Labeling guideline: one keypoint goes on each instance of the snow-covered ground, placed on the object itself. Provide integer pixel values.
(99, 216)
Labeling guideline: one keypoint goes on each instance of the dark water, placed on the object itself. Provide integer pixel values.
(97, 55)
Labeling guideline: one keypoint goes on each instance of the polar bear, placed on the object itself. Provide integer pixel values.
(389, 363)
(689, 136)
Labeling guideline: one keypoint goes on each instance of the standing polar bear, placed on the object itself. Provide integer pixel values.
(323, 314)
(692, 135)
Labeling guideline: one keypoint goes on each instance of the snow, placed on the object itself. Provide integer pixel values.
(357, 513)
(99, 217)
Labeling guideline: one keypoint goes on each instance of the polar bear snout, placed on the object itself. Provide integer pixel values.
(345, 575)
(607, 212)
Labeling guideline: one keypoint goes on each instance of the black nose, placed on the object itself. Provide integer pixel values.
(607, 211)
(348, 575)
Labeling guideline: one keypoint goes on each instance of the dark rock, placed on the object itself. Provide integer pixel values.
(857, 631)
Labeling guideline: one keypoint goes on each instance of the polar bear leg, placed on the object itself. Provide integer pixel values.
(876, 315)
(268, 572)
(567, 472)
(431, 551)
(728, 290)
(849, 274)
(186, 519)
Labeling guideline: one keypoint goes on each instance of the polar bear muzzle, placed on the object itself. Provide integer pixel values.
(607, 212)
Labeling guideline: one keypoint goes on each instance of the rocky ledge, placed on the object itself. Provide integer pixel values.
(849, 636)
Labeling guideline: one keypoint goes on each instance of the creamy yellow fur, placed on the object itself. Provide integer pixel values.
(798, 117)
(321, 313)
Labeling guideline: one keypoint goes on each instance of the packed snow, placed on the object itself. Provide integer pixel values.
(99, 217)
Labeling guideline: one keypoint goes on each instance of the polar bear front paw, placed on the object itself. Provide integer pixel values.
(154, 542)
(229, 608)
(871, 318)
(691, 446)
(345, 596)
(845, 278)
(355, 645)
◆ ◆ ◆ ◆ ◆ ◆ ◆
ABOUT THIS EXERCISE: Would it be possible to reproduce all the entries exactly as they appear above?

TASK OUTPUT:
Labeling guideline: one keypoint goes on each instance of the snow-covered ground, placed on the object itself. Provide integer pixel values.
(99, 216)
Labeling guideline: one keypoint goes on each instance of the dark water, placed on the object itself. Provide integer pixel values.
(97, 55)
Labeling guideline: one keypoint goes on each instance of the polar bear, placed on the object itself. Provide integer pixel values.
(389, 363)
(689, 136)
Labeling guideline: one keypoint goes on each instance of the standing polar bear, placed on the object itself. Provide integer pixel values.
(323, 314)
(692, 135)
Labeling guideline: one keypoint goes on each instance of the snow, placed on the object itself. Provide integer pixel values.
(357, 513)
(99, 217)
Labeling guideline: one keypoint goes on each instance of the polar bear snout, placed on the object itself. Provide integer pixel values.
(345, 575)
(607, 212)
Labeling guideline: one keypoint goes on each instance of the black nose, placed on the object itself. Provide integer pixel values.
(607, 211)
(348, 575)
Labeling guideline: one keypoint goes on each instance of the dark rock, placed on the object itself. Provide integer pixel values.
(857, 631)
Labeling guideline: one keypoint goes on each instance of the polar bear leg, placed on the object itself. Provide integer pixel values.
(876, 315)
(268, 572)
(567, 472)
(431, 551)
(728, 290)
(849, 274)
(186, 519)
Labeling guideline: one keypoint goes on each instance of the polar bear muzzle, placed on the object itself. Provide integer pixel values.
(607, 212)
Labeling guideline: one keypoint goes on each instance of the rocky ledge, placed on the object itself. Provide integer pixel values.
(849, 636)
Labeling guideline: one keypoint goes on each instance of the creamy yellow fur, placed on the object itself. Provide integer pixel values.
(798, 117)
(321, 313)
Labeling guideline: one keypoint goes on each instance of the packed snow, placed on the object itself. Provide integer pixel values.
(99, 217)
Labeling guideline: one keypoint goes on each instance of the polar bear front paw, placed on the object itself. Provide integer pixel values.
(154, 542)
(229, 608)
(871, 318)
(691, 446)
(345, 596)
(845, 278)
(355, 645)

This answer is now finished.